→ Source passage
◇ ◇ ◇ ◇

Hadassah

Rare Surgery Performed on Awake Newborn

Thursday, Mar 1 2018

A rare surgery to correct a complication in the digestive system of a newborn baby was performed at Hadassah Hospital Ein Kerem this week while the baby was awake and sucking sugar water during the procedure (see the video below). A Hadassah Medical Organization spokesperson said that the surgery was performed "for the first time under local anesthesia, when the newborn was only numbed in the surgical area and not under general anesthesia, since that would have endangered his life."

Dr. Tania Rosenthal, an anesthesiologist and pediatrics specialist and director of the Pediatric Anesthesiology Unit at Hadassah, said that due to the difficult condition of the baby, who also suffers from a complex heart defect, a rapid surgical intervention, one that would not endanger his life, was needed. “The surgical procedure was complex, and, because of the baby’s heart condition, we feared full anesthesia would cause problems with his blood pressure and heart function,” she explained.

Dr. Rosenthal decided to use local anesthesia in the spine, a procedure similar to that performed in cesarean sections but which is quite rare in this type of surgery. Said Dr. Rosenthal, “Medical literature documented similar cases. However, such surgery is normally performed under general anesthesia. Following a professional consultation, we chose to use this method to ensure the stability of his vital systems with less risk for the baby."

Dr. Rosenthal explained that spinal anesthesia is a time-limited procedure and that the window of opportunity available to the surgeon is limited. It must be completed quickly before the effect of anesthesia expires. It this case it was less than an hour. Dr. Rosenthal monitored the baby and did not forget the personal touch. "The monitoring,” she said, “was completely standard, watching for blood pressure, pulse, and level of oxidation. But I also gave the little one drops of sugar water during the operation, and he sucked them happily. It felt good to see him happy despite what he was going through in those very minutes."

A spokesperson for Hadassah reported, "This is the first time that such surgery has been performed under local anesthesia at Hadassah and in Jerusalem." Dr. Dan Arbel, the senior pediatric surgeon who operated on the baby, completed the operation and corrected the gastrointestinal defect successfully within the required time frame. "We need to find for each patient the best treatment for his specific condition,” Dr. Arbel said. “This can happen only if we have full cooperation between all the parties treating the patient before, during, and after the operation."

◇ ◇ ◇ ◇

→ Input data
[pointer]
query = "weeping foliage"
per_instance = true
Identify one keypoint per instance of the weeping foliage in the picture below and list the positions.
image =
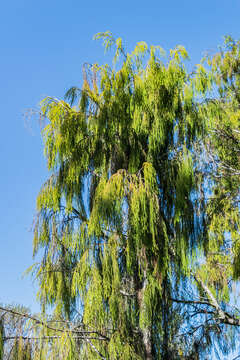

◇ ◇ ◇ ◇

→ Exercise objective
According to Dr. Rosenthal in the Hadassah article, what did the monitoring during the operation watch for? List every item she names.

→ Task response
Blood pressure, pulse, and level of oxidation.